§ **Work item A**
Answer these questions using the passage on earthquake aid to Pakistan:
(i) How much money did Kuwait promise to Pakistan?
(ii) What was the magnitude of Saturday's earthquake?
(iii) What type of helicopters did Musharraf particularly appeal for?
§ **Work item B**
Print the passage on earthquake aid to Pakistan verbatim, from "The Singapore government" up to and including "United Nations said.".

§ **Excerpted passage**
········

Hosoda said Japan was ready to provide more help upon request. Defense Agency chief Yoshinori Ono said Tokyo was considering dispatching helicopters for disaster relief.
Kuwait promised $100 million to Pakistan, the British Broadcasting Corp. reported.
The Singapore government on Tuesday pledged $200,000.
The U.N. airlift of supplies began Monday night, and more planes were to arrive Tuesday with medical supplies, generators and high-energy biscuits, the United Nations said.
"It is vital to get to the survivors as soon as possible," WFP chief of operations Jean-Jacques Graisse said in a statement.
Desperate Pakistanis huddled against the cold and some looted food stores because aid still had not reached remote areas of Kashmir, the center of Saturday's 7.6-magnitude earthquake, which flattened villages, cut off power and water.
Musharraf said his government was doing its best to respond to the crisis. He appealed for international help, particularly for cargo helicopters to reach remote areas cut off by landslides.

········

§ **Records**
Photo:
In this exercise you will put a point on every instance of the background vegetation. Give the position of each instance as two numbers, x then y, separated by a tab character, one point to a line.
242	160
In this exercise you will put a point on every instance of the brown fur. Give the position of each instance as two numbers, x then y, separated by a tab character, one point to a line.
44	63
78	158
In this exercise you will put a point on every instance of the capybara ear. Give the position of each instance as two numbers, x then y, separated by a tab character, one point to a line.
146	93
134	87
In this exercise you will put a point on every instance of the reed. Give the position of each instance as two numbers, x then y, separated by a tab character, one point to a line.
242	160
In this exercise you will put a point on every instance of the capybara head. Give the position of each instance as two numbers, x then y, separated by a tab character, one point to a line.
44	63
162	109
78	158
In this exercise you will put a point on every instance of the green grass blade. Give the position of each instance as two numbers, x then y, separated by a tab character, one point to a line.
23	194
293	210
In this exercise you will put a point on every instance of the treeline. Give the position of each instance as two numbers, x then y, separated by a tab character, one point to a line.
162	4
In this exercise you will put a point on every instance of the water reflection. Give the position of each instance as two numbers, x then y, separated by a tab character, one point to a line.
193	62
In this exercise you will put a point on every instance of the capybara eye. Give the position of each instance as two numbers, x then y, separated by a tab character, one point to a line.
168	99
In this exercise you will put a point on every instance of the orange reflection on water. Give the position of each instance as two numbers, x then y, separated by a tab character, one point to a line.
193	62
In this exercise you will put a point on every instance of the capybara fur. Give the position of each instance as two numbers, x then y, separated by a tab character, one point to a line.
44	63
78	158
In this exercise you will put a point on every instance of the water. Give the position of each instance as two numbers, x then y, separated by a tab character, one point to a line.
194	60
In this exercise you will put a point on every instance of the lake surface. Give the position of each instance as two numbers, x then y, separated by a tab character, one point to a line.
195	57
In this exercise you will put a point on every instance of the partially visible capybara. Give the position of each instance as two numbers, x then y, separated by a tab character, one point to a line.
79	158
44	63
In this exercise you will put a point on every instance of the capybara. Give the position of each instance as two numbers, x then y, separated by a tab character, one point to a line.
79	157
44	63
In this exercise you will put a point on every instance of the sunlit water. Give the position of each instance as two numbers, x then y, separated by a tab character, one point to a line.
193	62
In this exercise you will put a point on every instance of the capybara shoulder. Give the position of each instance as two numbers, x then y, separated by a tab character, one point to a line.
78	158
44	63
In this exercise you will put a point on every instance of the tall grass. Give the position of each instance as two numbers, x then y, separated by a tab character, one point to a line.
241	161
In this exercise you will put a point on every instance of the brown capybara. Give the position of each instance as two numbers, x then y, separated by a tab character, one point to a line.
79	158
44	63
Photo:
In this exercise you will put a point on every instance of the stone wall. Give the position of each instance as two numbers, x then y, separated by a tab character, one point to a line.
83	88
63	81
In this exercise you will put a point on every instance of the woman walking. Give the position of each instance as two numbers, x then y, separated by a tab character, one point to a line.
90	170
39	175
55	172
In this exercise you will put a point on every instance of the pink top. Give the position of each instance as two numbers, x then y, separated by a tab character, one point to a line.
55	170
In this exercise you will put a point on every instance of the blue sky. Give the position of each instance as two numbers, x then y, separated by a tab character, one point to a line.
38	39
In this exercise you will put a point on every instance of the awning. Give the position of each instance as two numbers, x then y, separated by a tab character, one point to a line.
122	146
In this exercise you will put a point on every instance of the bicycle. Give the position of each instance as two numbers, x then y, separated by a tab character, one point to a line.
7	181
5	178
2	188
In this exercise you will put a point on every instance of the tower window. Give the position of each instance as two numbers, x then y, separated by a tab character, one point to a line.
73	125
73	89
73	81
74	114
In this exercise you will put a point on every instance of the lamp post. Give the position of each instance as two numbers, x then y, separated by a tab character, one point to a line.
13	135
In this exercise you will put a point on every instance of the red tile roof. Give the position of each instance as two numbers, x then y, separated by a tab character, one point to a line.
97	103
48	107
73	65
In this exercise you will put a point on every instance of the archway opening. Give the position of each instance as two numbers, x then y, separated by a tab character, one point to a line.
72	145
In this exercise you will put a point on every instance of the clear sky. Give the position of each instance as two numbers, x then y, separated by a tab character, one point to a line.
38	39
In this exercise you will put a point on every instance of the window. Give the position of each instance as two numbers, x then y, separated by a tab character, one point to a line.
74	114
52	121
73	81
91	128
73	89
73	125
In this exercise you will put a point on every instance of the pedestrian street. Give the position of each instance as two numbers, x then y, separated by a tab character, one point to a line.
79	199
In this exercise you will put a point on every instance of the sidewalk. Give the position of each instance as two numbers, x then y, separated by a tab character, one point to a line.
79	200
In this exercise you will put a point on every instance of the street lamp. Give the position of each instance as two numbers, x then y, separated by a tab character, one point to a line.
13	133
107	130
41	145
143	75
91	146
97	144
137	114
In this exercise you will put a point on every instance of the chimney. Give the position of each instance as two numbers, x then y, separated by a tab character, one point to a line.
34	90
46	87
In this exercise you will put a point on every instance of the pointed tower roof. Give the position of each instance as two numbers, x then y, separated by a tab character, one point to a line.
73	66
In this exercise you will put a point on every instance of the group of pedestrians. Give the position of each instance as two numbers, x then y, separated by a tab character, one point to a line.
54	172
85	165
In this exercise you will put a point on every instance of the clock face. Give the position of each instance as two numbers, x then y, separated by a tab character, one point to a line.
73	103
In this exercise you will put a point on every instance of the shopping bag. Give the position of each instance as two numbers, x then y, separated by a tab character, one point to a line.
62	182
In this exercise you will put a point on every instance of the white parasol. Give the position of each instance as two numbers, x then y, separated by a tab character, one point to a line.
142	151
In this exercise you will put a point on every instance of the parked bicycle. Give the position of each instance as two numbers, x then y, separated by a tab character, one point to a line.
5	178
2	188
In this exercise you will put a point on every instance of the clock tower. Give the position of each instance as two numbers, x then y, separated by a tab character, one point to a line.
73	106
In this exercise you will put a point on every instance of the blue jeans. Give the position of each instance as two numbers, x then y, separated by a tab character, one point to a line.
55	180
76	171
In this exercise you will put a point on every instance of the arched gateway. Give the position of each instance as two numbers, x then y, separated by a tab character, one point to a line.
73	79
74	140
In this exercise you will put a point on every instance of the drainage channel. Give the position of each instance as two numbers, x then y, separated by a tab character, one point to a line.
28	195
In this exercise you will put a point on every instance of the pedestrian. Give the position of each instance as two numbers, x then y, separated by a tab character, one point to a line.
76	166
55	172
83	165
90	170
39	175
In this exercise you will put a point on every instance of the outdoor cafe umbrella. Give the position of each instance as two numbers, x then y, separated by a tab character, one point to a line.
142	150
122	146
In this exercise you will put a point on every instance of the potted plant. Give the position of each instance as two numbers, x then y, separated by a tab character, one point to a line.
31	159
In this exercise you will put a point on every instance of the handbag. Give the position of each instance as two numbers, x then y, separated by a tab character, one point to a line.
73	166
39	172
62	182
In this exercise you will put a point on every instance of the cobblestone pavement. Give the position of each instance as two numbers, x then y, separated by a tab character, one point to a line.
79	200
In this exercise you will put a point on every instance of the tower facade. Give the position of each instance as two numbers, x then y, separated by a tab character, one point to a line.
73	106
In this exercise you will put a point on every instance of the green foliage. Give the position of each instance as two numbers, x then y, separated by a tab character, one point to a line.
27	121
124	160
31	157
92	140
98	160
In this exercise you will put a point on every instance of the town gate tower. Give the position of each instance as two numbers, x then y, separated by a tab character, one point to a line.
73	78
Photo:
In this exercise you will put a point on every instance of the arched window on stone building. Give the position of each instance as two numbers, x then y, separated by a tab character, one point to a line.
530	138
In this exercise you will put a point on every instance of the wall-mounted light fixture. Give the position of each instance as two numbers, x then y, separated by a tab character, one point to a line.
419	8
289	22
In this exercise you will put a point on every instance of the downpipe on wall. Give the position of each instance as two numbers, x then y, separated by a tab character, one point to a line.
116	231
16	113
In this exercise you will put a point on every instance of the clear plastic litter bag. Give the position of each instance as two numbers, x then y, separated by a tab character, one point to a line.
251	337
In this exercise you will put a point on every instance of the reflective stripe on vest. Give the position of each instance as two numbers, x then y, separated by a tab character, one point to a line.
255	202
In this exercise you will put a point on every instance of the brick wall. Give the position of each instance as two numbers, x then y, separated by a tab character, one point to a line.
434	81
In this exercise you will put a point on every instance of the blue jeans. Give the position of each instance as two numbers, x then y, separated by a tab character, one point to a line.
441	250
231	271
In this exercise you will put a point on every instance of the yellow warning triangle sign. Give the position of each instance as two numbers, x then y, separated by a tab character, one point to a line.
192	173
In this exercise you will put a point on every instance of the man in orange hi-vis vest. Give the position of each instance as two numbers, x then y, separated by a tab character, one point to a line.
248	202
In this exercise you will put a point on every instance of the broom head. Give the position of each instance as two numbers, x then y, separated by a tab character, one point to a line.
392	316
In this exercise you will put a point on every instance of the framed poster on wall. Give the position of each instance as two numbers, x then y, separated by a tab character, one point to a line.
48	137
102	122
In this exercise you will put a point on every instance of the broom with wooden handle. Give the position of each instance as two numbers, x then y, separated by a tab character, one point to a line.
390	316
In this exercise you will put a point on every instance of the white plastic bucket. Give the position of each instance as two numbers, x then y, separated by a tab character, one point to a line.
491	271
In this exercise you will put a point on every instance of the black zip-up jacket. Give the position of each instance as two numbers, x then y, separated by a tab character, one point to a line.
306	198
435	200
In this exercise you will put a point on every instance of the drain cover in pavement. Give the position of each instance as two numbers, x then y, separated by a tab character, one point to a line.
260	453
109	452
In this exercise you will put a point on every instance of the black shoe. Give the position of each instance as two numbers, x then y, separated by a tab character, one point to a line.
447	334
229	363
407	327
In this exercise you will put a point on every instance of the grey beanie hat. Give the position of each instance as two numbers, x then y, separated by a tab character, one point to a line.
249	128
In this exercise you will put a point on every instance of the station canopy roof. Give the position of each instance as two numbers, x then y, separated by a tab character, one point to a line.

········

§ **Answer A**
(i) $100 million
(ii) 7.6
(iii) Cargo helicopters

§ **Answer B**
The Singapore government on Tuesday pledged $200,000.
The U.N. airlift of supplies began Monday night, and more planes were to arrive Tuesday with medical supplies, generators and high-energy biscuits, the United Nations said.